Tarefa proposta 1:
Responda, por favor, a estas perguntas com base no texto sobre a Mostra Olhos Livres:
(a) De quem era o blog cujo nome foi escolhido para a Mostra?
(b) A quem o texto atribui a frase "Nenhuma fórmula para a contemporânea expressão do mundo"?
(c) Segundo o texto, com que precisa estar em contato tudo o que se solidifica ou estabiliza como modo?
Tarefa proposta 2: Retome o texto sobre a Mostra Olhos Livres a partir do ponto em que ele termina.

Bloco de texto:

* * *

NENHUMA FÓRMULA PARA A VISÃO CONTEMPORÂNEA DE MUNDO: VER COM OLHOS LIVRES

A Mostra Olhos Livres, através dos anos, revela um modo de amor ao cinema que se expressa pela mistura de amplitude e imprevisibilidade. Um cinema vasto em formas de ser e ao mesmo tempo sempre diferente do que se espera dele. Quando escolhemos o nome do mítico blog do grande cineasta, crítico e programador Carlos Reichenbach, optamos por uma forma ética mais do que uma linhagem específica do cinema brasileiro. E que forma seria essa? A forma, seguindo a linha de Reichenbach, brota da frase de Oswald Andrade: “Nenhuma fórmula para a contemporânea expressão do mundo. Ver com olhos livres”.  O que podemos entender dessa formulação como bússola ética, portanto: os padrões que se impõem em cada época, as modas, os tiques, tudo o que se solidifica ou estabiliza como modo precisa estar em contato com forças de contraponto.

* * *

Dados fornecidos:
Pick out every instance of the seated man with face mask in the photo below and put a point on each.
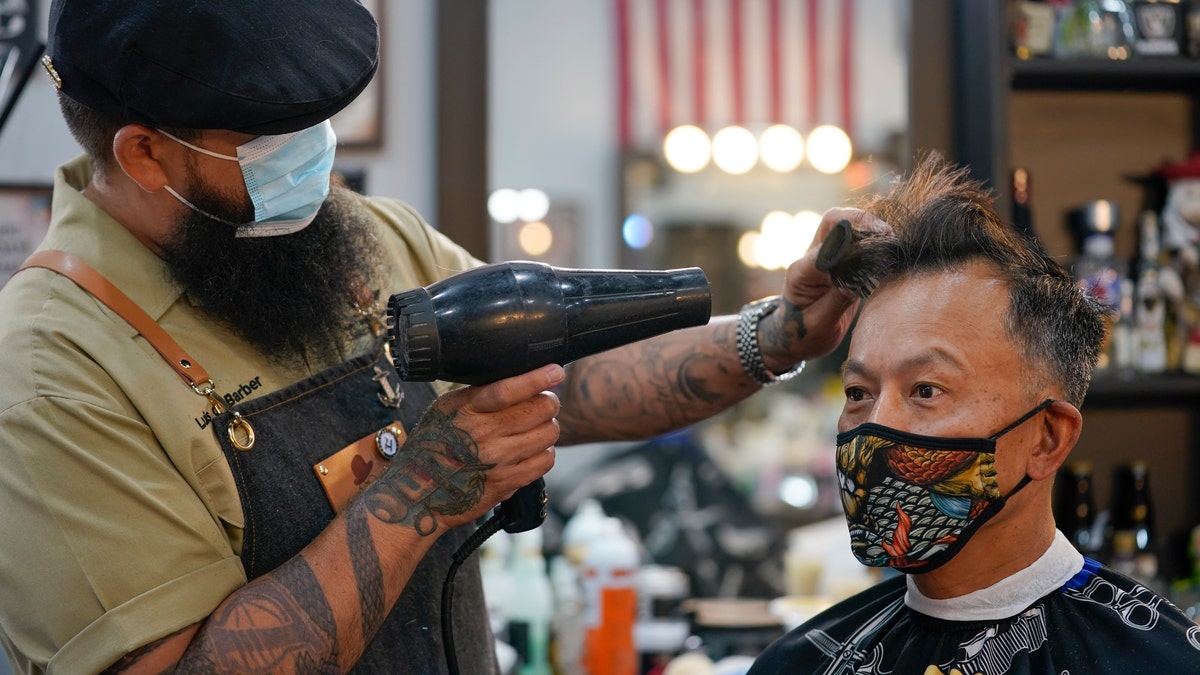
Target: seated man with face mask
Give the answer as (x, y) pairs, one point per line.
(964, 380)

* * *

Resposta redigida 1:
(a) Do cineasta, crítico e programador Carlos Reichenbach.
(b) A Oswald Andrade.
(c) Com forças de contraponto.

Resposta redigida 2:
Nosso trabalho na Mostra Tiradentes se baseia num cuidado com os trabalhos que apostam nessas forças de contraponto. Aqui não são consumidores do mesmo, mas cidadãs e cidadãos, que vão trafegar por um mar diverso de experiências, em grande parte presenciais, vivendo encontros que nos farão diferentes ao final, em ambiente de imprevisibilidade ética. Essa oposição é a base que nos guia da composição da programação e em especial na Mostra Olhos Livres.

Em termos de explosão das formas, o vencedor da mostra Olhos Livres da 27ª edição, Aquele que Viu o Abismo, de Gregorio Gananian e Negro Léo, é uma obra exemplar. Numa mistura de filme de viagem, thriller político paranoico, temos aqui um mergulho vertiginoso no fármaco-capitalismo geopolítico contemporâneo e sua relação com a expressão artística. O personagem ligado à música aqui não se chama K, mas é kafkianamente chamado de X, e a interpretação de Negro Léo lhe dá nuances inauditas, em especial pelo uso da voz e suas sutilezas. Dois artistas que estão na memória recente da Mostra Tiradentes por meio de suas obras pregressas fazem aqui um caleidoscópico quebra-cabeças em torno dessa vítima insólita das armadilhas geopolíticas andando pelas ruas da China.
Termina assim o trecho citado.